## THE REQUEST
Print the lines from the very first one through the line containing "M 60 31 L 59", including both, reproducing each one character for character.

═════ EXTRACTED MATERIAL

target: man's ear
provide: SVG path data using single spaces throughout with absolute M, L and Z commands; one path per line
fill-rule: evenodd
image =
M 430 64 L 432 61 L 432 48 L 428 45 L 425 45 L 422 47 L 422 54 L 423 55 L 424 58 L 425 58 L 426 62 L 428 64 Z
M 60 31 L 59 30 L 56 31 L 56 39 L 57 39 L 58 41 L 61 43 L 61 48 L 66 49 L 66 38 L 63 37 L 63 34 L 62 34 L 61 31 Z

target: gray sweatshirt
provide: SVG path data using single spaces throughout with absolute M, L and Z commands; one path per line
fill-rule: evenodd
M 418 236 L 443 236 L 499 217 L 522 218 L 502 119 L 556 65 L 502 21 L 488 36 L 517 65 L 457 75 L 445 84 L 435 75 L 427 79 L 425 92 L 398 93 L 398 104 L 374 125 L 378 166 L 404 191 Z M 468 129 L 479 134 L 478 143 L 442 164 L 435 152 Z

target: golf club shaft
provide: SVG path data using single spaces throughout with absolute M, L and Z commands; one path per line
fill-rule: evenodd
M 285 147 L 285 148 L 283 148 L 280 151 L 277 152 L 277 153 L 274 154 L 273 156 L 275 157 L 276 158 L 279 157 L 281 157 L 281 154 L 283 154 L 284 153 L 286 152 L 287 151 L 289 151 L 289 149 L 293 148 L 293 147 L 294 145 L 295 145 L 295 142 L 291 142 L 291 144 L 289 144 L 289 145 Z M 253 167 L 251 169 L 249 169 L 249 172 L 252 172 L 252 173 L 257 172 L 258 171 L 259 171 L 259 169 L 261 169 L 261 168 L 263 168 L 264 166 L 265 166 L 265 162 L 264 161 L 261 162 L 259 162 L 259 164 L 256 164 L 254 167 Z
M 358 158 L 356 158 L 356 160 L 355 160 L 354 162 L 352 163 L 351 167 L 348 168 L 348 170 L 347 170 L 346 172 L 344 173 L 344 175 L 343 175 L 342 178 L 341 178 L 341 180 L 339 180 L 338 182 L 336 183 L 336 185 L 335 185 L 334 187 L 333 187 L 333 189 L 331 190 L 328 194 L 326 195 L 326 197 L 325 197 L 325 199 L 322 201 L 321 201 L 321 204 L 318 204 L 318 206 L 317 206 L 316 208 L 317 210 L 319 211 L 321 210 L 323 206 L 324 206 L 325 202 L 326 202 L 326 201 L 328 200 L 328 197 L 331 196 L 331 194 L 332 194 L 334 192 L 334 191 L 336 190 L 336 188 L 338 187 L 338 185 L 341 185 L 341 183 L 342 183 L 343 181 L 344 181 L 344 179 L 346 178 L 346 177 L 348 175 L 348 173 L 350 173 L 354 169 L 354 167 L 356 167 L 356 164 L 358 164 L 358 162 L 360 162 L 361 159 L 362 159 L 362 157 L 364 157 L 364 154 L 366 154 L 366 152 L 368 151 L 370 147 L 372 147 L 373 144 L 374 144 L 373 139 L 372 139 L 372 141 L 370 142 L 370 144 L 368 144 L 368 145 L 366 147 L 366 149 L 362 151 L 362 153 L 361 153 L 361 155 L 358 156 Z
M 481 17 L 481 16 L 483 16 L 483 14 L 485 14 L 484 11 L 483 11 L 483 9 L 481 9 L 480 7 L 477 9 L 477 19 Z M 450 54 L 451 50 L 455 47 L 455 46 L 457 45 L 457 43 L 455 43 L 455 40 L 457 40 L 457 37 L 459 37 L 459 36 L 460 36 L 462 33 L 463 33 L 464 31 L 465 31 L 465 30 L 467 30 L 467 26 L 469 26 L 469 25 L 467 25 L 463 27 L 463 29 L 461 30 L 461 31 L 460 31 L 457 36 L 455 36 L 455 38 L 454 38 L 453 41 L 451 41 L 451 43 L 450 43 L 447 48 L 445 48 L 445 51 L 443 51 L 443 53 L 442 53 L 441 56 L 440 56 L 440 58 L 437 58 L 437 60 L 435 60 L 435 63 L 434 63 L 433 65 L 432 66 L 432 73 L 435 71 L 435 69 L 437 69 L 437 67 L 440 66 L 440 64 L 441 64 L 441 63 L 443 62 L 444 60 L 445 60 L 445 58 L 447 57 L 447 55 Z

══════════

## TASK RESULT
target: man's ear
provide: SVG path data using single spaces throughout with absolute M, L and Z commands; one path per line
fill-rule: evenodd
image =
M 430 64 L 432 61 L 432 48 L 428 45 L 425 45 L 422 47 L 422 54 L 423 55 L 424 58 L 425 58 L 426 62 L 428 64 Z
M 60 31 L 59 30 L 56 31 L 56 39 L 57 39 L 58 41 L 61 43 L 61 48 L 66 49 L 66 38 L 63 37 L 63 34 L 62 34 L 61 31 Z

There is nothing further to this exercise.